▶ WORK REQUEST
If a line in the listing below contains "before", return that line.

▶ ENTRIES SHOWN

************

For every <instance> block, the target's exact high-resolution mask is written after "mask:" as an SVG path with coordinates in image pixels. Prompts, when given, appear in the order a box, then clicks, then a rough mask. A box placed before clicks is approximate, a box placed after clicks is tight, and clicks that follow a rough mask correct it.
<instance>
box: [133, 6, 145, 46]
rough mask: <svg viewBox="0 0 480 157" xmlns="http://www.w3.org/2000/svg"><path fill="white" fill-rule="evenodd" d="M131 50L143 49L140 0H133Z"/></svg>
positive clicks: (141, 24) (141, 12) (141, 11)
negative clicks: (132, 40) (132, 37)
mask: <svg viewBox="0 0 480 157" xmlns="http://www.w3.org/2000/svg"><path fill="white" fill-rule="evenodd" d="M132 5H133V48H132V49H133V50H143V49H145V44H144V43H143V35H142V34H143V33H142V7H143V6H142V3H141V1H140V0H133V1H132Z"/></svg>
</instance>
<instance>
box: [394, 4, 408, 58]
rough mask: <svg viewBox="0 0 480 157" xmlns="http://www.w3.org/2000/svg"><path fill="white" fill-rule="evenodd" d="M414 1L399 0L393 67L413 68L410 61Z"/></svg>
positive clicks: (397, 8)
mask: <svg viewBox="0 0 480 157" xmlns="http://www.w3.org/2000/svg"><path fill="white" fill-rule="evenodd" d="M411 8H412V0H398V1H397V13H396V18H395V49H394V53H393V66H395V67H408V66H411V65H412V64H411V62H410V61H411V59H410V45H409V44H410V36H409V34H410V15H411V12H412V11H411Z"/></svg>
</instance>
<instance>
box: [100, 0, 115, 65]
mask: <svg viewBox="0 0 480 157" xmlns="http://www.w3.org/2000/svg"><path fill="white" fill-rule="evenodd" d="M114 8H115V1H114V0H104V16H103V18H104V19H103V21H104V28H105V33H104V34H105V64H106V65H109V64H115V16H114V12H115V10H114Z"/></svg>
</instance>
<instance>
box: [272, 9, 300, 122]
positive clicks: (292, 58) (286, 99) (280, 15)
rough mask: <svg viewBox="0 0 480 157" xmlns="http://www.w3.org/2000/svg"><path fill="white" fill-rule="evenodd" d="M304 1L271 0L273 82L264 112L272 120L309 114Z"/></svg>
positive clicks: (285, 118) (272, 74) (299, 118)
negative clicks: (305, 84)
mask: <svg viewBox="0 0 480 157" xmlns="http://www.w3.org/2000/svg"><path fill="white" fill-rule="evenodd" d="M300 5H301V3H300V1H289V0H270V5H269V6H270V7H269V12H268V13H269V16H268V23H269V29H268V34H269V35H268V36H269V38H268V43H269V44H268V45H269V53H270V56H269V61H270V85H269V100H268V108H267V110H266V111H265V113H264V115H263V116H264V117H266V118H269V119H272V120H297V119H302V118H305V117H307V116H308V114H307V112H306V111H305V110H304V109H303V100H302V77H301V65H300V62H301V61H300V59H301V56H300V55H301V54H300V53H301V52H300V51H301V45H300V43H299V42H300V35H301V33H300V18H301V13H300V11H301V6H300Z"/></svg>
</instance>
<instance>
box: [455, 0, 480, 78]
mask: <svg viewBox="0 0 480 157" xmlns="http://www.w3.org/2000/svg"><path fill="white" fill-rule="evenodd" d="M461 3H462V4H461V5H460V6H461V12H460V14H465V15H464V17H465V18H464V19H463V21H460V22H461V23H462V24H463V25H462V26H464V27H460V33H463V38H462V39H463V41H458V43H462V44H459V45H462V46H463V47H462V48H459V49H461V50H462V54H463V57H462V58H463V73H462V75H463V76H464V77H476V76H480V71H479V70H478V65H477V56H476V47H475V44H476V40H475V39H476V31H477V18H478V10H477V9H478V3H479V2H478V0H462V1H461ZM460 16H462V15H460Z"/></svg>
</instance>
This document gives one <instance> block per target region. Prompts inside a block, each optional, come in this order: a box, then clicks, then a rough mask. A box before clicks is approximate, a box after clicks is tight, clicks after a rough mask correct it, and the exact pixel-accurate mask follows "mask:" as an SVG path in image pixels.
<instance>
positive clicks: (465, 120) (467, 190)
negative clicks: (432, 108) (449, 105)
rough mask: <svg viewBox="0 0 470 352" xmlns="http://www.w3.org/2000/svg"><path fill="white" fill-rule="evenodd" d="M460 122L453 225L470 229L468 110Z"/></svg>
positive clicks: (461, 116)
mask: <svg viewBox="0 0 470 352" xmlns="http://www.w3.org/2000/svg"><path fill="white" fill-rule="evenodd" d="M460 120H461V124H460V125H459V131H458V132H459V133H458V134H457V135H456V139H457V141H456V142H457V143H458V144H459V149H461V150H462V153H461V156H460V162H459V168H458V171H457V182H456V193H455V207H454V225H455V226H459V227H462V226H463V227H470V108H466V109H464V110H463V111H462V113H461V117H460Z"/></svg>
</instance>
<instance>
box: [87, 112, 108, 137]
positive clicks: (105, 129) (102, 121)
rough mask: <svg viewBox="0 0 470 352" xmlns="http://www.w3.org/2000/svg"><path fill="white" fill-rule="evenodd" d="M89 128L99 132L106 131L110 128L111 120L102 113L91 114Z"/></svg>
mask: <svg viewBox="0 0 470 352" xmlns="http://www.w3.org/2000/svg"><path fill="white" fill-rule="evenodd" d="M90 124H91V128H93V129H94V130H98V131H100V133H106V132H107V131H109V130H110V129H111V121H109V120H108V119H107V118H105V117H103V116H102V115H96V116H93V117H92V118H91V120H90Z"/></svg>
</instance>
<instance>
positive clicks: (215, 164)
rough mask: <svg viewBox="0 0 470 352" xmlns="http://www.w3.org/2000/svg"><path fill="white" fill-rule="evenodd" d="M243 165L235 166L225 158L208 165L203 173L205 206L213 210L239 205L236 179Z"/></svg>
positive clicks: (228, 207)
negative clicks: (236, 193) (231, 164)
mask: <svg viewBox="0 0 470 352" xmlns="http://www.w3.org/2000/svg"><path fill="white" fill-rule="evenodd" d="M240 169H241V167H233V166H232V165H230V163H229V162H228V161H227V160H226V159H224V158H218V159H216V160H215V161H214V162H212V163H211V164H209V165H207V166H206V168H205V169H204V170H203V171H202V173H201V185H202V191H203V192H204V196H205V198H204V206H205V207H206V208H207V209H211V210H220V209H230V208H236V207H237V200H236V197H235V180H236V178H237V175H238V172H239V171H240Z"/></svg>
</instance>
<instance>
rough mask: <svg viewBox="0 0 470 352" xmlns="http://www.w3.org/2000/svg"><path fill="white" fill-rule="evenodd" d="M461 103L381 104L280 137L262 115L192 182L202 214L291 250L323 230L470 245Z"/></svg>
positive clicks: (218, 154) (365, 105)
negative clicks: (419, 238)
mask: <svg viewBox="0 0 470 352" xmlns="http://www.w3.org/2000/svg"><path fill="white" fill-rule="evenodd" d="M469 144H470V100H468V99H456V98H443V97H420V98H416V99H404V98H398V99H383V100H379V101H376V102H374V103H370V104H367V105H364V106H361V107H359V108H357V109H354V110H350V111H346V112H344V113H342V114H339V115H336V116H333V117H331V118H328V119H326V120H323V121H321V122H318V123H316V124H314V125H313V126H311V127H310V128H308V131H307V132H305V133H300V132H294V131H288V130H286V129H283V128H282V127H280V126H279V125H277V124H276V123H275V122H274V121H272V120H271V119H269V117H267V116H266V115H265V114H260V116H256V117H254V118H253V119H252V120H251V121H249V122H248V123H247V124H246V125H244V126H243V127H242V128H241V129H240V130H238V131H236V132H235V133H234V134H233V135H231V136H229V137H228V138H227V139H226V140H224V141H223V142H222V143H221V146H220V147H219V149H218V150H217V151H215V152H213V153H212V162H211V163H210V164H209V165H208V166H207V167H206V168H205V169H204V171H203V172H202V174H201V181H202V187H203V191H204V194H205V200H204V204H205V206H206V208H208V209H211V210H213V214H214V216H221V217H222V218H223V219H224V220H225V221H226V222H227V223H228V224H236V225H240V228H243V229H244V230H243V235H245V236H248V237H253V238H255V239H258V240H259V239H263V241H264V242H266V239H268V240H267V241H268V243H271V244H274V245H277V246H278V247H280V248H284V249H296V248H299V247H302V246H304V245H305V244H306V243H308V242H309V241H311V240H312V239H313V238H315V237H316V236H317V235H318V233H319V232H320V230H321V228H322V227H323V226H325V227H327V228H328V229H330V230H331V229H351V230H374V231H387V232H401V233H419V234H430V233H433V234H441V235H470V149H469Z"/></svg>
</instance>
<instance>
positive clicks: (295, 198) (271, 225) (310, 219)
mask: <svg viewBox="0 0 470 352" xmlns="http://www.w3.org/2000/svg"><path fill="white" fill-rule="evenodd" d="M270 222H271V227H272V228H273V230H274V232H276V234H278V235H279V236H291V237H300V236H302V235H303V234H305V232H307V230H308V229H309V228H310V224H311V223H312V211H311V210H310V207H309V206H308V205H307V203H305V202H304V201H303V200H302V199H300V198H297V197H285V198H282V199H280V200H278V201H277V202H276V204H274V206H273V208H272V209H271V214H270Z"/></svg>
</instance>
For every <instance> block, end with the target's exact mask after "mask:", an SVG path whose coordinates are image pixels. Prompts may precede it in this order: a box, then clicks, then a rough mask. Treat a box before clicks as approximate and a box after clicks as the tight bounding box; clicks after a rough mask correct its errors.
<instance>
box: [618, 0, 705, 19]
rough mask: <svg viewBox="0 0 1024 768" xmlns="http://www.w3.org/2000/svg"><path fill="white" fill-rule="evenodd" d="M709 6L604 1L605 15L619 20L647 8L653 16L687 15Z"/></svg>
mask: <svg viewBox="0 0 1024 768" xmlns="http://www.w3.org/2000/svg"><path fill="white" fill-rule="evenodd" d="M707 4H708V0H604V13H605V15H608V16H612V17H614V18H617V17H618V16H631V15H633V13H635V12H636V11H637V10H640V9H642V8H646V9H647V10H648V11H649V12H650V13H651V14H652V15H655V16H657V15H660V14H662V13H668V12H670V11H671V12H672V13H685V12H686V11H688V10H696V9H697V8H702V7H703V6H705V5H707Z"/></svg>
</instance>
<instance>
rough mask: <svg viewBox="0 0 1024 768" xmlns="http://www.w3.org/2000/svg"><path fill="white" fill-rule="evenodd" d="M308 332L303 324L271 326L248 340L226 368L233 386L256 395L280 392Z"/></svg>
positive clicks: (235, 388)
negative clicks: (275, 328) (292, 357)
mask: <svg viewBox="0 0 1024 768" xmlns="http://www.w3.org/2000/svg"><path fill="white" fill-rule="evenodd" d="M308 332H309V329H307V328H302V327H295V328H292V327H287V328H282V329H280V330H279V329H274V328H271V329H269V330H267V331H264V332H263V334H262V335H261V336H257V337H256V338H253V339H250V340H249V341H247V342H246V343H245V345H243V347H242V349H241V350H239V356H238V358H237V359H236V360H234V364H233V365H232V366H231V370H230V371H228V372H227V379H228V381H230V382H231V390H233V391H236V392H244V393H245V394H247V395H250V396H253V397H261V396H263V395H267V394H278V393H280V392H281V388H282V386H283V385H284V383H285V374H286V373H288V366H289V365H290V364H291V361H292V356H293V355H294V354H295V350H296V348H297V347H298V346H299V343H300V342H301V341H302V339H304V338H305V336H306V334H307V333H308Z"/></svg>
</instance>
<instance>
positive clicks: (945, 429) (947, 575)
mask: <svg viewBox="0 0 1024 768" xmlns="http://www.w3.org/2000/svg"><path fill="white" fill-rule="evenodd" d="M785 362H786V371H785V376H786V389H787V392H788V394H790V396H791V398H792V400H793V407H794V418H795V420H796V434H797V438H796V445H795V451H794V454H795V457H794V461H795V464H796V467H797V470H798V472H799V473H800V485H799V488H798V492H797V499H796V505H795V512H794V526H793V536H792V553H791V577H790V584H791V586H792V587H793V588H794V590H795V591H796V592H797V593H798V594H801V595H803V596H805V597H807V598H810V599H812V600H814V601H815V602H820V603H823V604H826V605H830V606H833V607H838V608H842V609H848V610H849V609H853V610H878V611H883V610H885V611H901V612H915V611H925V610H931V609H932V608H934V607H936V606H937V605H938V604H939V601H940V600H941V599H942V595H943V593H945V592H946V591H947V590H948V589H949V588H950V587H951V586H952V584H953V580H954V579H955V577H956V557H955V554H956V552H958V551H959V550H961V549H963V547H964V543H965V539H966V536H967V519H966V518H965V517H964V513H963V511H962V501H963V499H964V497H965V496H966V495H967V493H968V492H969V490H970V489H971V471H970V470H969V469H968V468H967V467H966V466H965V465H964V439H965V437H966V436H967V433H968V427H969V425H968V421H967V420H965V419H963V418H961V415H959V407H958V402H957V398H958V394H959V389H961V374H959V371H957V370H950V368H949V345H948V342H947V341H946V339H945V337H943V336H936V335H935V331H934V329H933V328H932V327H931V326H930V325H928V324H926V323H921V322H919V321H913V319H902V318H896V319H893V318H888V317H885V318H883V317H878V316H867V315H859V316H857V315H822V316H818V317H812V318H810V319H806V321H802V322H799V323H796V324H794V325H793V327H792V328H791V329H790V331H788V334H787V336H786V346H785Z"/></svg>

************

▶ OUTPUT FOR THIS TASK
For every <instance> block, the target's exact high-resolution mask is written after "mask:" as an SVG path with coordinates in image pixels. Prompts, when given, appear in the order a box, then clicks, then a rough mask. A box placed before clicks is approximate, a box placed after clicks is tight, and clicks that follow a rough mask correct it.
This document gives one <instance> block per target region. Prompts inside a block, each optional, come in this order: a box, then clicks, then a rough mask. A box before clicks is approximate, a box after clicks is tight, clicks after a rough mask correct it, and the exact pixel-accurate mask follows "mask:" as an SVG path in image pixels.
For every <instance> block, end with the target's exact mask after "mask:", an SVG path whose coordinates are image pixels. Prompts may precede it in this order: a box, then clicks, then a rough mask. Treat a box before clicks as approximate and a box after clicks as the tight bounding box; clicks after a rough mask correct its errors.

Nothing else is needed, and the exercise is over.